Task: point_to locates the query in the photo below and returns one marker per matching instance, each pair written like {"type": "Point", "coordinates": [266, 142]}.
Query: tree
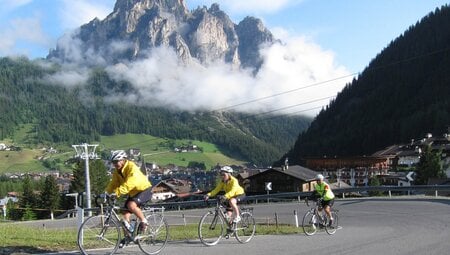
{"type": "Point", "coordinates": [429, 166]}
{"type": "Point", "coordinates": [50, 195]}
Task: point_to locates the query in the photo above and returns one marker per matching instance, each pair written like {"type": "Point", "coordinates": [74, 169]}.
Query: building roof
{"type": "Point", "coordinates": [295, 171]}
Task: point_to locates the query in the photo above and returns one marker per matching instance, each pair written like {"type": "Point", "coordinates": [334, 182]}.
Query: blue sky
{"type": "Point", "coordinates": [355, 30]}
{"type": "Point", "coordinates": [326, 38]}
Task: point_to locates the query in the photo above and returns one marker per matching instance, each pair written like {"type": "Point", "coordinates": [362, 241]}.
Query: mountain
{"type": "Point", "coordinates": [135, 27]}
{"type": "Point", "coordinates": [62, 115]}
{"type": "Point", "coordinates": [404, 93]}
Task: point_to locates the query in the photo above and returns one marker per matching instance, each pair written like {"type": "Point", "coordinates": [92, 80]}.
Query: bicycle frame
{"type": "Point", "coordinates": [105, 229]}
{"type": "Point", "coordinates": [316, 217]}
{"type": "Point", "coordinates": [211, 226]}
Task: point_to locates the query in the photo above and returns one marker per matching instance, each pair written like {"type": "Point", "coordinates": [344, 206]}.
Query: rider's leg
{"type": "Point", "coordinates": [233, 204]}
{"type": "Point", "coordinates": [134, 208]}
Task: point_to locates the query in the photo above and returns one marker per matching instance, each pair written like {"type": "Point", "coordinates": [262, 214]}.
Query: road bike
{"type": "Point", "coordinates": [101, 234]}
{"type": "Point", "coordinates": [315, 219]}
{"type": "Point", "coordinates": [214, 225]}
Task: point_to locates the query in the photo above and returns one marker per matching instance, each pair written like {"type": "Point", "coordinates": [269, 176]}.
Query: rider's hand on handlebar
{"type": "Point", "coordinates": [222, 199]}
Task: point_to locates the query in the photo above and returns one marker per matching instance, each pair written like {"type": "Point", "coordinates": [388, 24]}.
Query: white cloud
{"type": "Point", "coordinates": [298, 66]}
{"type": "Point", "coordinates": [76, 13]}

**TASK DIRECTIONS**.
Which lines of the listing contain the word "matching"? Copy each of them.

**YOUR RESPONSE**.
Task: point_to locates the query in the photo below and returns one marker per matching instance, each pair written like {"type": "Point", "coordinates": [266, 142]}.
Task: point_to locates the query in the photo above and returns one marker per matching instance, each pair written like {"type": "Point", "coordinates": [74, 169]}.
Task: point_to locates the query in the photo above and returns one marker per matching instance, each pair written like {"type": "Point", "coordinates": [334, 182]}.
Task: point_to locates the query in the photo above and returns one marker per matching instance, each pair written like {"type": "Point", "coordinates": [362, 241]}.
Task: point_to locates the query in the photo above and returns one marker per matching instance, each pair written like {"type": "Point", "coordinates": [92, 80]}.
Task: point_to locates the query in the photo above and returns one marker per matching instance, each pair written like {"type": "Point", "coordinates": [344, 206]}.
Task: point_to locates the query in the photo above and returns one marker per matching instance, each pair written like {"type": "Point", "coordinates": [262, 214]}.
Task: point_to locates the query in the photo above and returns one marker per matching instance, each pair written like {"type": "Point", "coordinates": [269, 176]}.
Task: point_to locates the query in the photo above and returns one marker per matching instance, each pair written like {"type": "Point", "coordinates": [388, 24]}.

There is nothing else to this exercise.